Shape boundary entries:
• • • • • • •

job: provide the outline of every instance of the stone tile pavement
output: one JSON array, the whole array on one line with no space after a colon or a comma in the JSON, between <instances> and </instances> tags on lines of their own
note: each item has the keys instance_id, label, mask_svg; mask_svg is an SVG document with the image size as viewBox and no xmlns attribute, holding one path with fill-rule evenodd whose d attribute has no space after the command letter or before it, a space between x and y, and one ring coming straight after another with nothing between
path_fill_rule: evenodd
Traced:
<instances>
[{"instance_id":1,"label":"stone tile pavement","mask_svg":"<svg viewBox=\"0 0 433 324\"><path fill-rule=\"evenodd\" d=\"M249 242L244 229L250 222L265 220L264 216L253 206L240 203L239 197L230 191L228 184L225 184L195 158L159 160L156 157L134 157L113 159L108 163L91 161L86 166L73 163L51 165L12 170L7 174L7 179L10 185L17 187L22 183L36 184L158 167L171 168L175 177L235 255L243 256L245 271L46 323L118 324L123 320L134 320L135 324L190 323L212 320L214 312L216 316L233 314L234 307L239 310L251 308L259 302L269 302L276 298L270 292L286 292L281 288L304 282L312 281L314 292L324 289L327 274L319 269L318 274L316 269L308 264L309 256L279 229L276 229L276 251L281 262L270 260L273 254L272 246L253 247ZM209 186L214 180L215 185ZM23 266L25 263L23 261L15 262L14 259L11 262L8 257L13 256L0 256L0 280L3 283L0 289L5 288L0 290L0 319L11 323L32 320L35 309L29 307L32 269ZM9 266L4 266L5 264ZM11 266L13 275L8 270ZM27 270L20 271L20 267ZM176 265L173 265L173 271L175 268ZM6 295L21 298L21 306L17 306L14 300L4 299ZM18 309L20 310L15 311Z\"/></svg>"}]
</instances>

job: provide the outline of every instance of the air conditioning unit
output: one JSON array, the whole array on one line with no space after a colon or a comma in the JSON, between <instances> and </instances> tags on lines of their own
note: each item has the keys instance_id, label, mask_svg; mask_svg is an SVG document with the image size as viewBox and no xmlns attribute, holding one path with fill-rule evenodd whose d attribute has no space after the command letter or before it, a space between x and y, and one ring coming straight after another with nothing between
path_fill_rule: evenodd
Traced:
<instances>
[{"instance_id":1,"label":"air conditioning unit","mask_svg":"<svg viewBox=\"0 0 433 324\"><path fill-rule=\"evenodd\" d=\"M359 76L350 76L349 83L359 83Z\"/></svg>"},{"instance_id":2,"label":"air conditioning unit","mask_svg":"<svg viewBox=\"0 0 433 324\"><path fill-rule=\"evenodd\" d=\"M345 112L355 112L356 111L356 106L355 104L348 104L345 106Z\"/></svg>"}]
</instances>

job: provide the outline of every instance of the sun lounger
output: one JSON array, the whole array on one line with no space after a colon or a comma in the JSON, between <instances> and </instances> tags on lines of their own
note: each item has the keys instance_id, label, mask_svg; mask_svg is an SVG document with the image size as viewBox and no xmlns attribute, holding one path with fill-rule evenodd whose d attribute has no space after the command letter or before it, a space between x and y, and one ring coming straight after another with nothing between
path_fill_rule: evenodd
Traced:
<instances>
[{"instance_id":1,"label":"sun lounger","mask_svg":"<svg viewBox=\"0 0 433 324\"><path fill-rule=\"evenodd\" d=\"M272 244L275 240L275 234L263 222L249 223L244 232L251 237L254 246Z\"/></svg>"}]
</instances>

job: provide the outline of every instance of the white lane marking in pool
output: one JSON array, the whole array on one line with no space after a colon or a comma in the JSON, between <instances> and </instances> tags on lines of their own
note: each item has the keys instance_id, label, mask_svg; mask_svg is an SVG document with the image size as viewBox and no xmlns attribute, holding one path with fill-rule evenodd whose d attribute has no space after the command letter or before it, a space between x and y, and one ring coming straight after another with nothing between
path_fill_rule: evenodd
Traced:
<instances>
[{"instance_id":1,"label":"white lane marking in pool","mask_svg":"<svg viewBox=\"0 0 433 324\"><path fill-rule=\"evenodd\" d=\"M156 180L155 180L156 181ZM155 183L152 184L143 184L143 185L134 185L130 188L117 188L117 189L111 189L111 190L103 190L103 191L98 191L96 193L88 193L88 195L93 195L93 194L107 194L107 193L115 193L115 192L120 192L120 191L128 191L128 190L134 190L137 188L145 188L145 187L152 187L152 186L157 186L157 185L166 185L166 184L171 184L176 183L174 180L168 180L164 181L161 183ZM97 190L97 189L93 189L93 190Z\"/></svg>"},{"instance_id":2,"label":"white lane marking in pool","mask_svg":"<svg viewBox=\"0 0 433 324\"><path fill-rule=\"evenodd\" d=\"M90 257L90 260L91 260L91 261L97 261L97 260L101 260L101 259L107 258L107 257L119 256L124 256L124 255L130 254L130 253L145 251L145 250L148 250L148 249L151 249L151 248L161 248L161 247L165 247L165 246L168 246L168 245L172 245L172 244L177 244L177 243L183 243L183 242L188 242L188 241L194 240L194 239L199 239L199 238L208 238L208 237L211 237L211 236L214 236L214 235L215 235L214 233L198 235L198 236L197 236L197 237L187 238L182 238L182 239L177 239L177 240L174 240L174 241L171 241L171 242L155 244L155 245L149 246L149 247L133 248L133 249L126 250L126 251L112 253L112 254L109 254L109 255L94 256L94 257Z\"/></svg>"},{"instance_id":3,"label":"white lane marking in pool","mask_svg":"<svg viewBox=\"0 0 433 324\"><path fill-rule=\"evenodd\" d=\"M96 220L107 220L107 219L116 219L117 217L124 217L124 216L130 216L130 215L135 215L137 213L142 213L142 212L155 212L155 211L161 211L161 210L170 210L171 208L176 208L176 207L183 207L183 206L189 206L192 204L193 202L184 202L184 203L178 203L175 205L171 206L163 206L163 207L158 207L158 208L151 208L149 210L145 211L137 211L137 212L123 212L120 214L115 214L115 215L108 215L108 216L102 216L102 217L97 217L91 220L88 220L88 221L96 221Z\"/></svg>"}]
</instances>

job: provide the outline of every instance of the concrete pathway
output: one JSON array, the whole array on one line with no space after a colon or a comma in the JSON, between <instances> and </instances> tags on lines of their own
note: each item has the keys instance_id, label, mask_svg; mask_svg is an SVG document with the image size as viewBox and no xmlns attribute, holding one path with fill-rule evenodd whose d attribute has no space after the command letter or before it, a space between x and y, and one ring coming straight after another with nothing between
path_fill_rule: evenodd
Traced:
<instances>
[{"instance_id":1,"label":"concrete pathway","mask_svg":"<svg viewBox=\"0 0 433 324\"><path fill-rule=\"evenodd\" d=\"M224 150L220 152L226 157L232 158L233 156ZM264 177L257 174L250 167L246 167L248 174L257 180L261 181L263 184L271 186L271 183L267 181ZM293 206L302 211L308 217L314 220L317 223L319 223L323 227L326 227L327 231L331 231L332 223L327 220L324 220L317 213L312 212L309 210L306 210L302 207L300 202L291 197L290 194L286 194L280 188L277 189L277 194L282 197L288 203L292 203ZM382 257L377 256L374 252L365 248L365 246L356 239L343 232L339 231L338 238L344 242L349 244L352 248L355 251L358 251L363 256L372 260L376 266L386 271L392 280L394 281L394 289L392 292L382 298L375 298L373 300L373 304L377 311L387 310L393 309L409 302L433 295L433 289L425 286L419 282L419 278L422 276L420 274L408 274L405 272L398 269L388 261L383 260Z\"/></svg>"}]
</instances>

• • • • • • •

Written request —
Copy every record exactly, with nothing added or dropped.

Written solution —
job: provide the outline of every instance of the stone tile pavement
output: one JSON array, the whole array on one line with no space after a colon or a comma in the JSON, between <instances> and </instances> tags on lines of their own
note: each item has the keys instance_id, label, mask_svg; mask_svg is an SVG document with the image size as viewBox and no xmlns attribute, holding one path with fill-rule evenodd whose d attribute has no space after the command letter or before it, a space between x and y, and one ring coming straight after another with nothing between
path_fill_rule: evenodd
Traced:
<instances>
[{"instance_id":1,"label":"stone tile pavement","mask_svg":"<svg viewBox=\"0 0 433 324\"><path fill-rule=\"evenodd\" d=\"M249 242L244 229L250 222L265 220L264 216L253 206L240 203L239 197L230 191L228 184L225 184L195 158L159 160L156 157L134 157L113 159L108 163L91 161L86 166L73 163L51 165L12 170L7 174L7 179L10 185L17 187L22 183L36 184L158 167L171 168L175 177L235 255L243 256L245 271L46 323L118 324L123 320L134 320L135 324L190 323L212 320L214 312L216 316L233 314L234 307L239 310L251 308L259 302L269 302L276 298L270 292L286 292L281 288L304 282L312 281L314 292L324 289L327 274L319 269L318 274L316 269L308 264L309 256L279 229L276 229L276 251L281 262L270 260L273 254L272 246L253 247ZM209 186L214 180L215 185ZM23 266L25 263L23 261L15 262L14 259L11 262L8 257L13 256L0 256L0 280L3 283L0 289L5 288L0 290L0 319L11 323L32 320L35 309L29 307L32 269ZM9 266L4 266L5 264ZM11 266L13 275L8 270ZM27 270L20 271L20 267ZM176 265L173 265L173 271L175 268ZM6 295L21 298L21 306L17 306L14 300L4 299ZM18 309L20 310L15 311Z\"/></svg>"}]
</instances>

job: provide the outline of every instance of the air conditioning unit
output: one JSON array, the whole array on one line with no space after a colon or a comma in the JSON, between <instances> and </instances> tags on lines of their own
note: each item has the keys instance_id, label, mask_svg; mask_svg is an SVG document with the image size as viewBox and no xmlns attribute, holding one path with fill-rule evenodd whose d attribute has no space after the command letter or before it, a space between x and y, and one ring coming straight after another with nothing between
path_fill_rule: evenodd
Traced:
<instances>
[{"instance_id":1,"label":"air conditioning unit","mask_svg":"<svg viewBox=\"0 0 433 324\"><path fill-rule=\"evenodd\" d=\"M359 76L350 76L349 83L359 83Z\"/></svg>"},{"instance_id":2,"label":"air conditioning unit","mask_svg":"<svg viewBox=\"0 0 433 324\"><path fill-rule=\"evenodd\" d=\"M345 112L355 112L356 111L356 106L355 104L348 104L345 106Z\"/></svg>"}]
</instances>

job: provide the outline of every instance of the sun lounger
output: one JSON array, the whole array on one line with no space after a colon or a comma in the JSON, between <instances> and </instances> tags on lines of their own
note: each item has the keys instance_id, label, mask_svg; mask_svg is an SVG document with the image size as viewBox and no xmlns attribute, holding one path with fill-rule evenodd whose d attribute has no space after the command letter or before it, a space between x and y, and one ring coming straight after another with nothing between
path_fill_rule: evenodd
Traced:
<instances>
[{"instance_id":1,"label":"sun lounger","mask_svg":"<svg viewBox=\"0 0 433 324\"><path fill-rule=\"evenodd\" d=\"M272 244L275 240L275 234L263 222L249 223L244 232L251 237L254 246Z\"/></svg>"}]
</instances>

job: provide the outline of every instance of the white lane marking in pool
output: one JSON array, the whole array on one line with no space after a colon or a comma in the JSON, between <instances> and </instances> tags on lines of their own
note: each item has the keys instance_id, label, mask_svg; mask_svg is an SVG document with the image size as viewBox and no xmlns attribute, holding one path with fill-rule evenodd whose d attribute has no space after the command letter or before it, a space between x and y, and one ring coming straight after another with nothing between
path_fill_rule: evenodd
Traced:
<instances>
[{"instance_id":1,"label":"white lane marking in pool","mask_svg":"<svg viewBox=\"0 0 433 324\"><path fill-rule=\"evenodd\" d=\"M156 180L155 180L156 181ZM155 183L152 184L143 184L143 185L134 185L130 188L117 188L117 189L111 189L111 190L103 190L103 191L98 191L96 193L88 193L88 195L93 195L93 194L107 194L107 193L115 193L115 192L120 192L120 191L128 191L128 190L134 190L137 188L145 188L145 187L152 187L152 186L157 186L157 185L166 185L166 184L171 184L176 183L174 180L168 180L164 181L161 183ZM97 190L97 189L93 189L93 190Z\"/></svg>"},{"instance_id":2,"label":"white lane marking in pool","mask_svg":"<svg viewBox=\"0 0 433 324\"><path fill-rule=\"evenodd\" d=\"M90 257L90 260L91 260L91 261L97 261L97 260L101 260L101 259L107 258L107 257L119 256L124 256L124 255L130 254L130 253L145 251L145 250L148 250L148 249L151 249L151 248L161 248L161 247L165 247L165 246L168 246L168 245L172 245L172 244L177 244L177 243L183 243L183 242L188 242L188 241L194 240L194 239L199 239L199 238L208 238L208 237L211 237L211 236L214 236L214 235L215 235L214 233L198 235L198 236L197 236L197 237L187 238L182 238L182 239L177 239L177 240L174 240L174 241L171 241L171 242L155 244L155 245L149 246L149 247L133 248L133 249L126 250L126 251L112 253L112 254L109 254L109 255L94 256L94 257Z\"/></svg>"},{"instance_id":3,"label":"white lane marking in pool","mask_svg":"<svg viewBox=\"0 0 433 324\"><path fill-rule=\"evenodd\" d=\"M96 220L107 220L107 219L116 219L117 217L124 217L124 216L130 216L130 215L135 215L137 213L142 213L142 212L155 212L155 211L161 211L161 210L170 210L171 208L176 208L176 207L183 207L183 206L189 206L192 204L193 202L184 202L184 203L178 203L175 205L171 206L163 206L163 207L158 207L158 208L151 208L149 210L145 211L137 211L137 212L123 212L120 214L115 214L115 215L108 215L108 216L102 216L102 217L97 217L91 220L88 220L88 221L96 221Z\"/></svg>"}]
</instances>

job: provide the outline of every instance of the concrete pathway
output: one JSON array, the whole array on one line with no space after a colon or a comma in the JSON, between <instances> and </instances> tags on lines of their own
note: each item has the keys instance_id, label, mask_svg; mask_svg is an SVG document with the image size as viewBox and no xmlns attribute, holding one path with fill-rule evenodd whose d attribute has no space after the command letter or before it, a space between x and y, and one ring coming straight after another with nothing between
path_fill_rule: evenodd
Traced:
<instances>
[{"instance_id":1,"label":"concrete pathway","mask_svg":"<svg viewBox=\"0 0 433 324\"><path fill-rule=\"evenodd\" d=\"M224 150L220 152L226 157L232 158L233 156ZM264 177L257 174L250 167L246 167L248 174L257 180L261 181L263 184L271 186L271 183L267 181ZM293 206L302 211L308 217L314 220L317 223L319 223L323 227L326 227L327 231L331 231L332 223L327 220L324 220L317 213L312 212L309 210L306 210L302 207L300 202L291 197L290 194L286 194L280 188L277 189L277 194L282 197L288 203L292 203ZM382 257L377 256L374 252L365 248L365 246L356 239L343 232L339 231L338 238L344 242L349 244L352 248L355 251L358 251L363 256L372 260L376 266L386 271L392 280L394 281L394 289L392 292L382 298L375 298L373 300L373 304L377 311L387 310L393 309L409 302L433 295L433 289L425 286L419 282L419 278L422 276L420 274L408 274L405 272L398 269L388 261L383 260Z\"/></svg>"}]
</instances>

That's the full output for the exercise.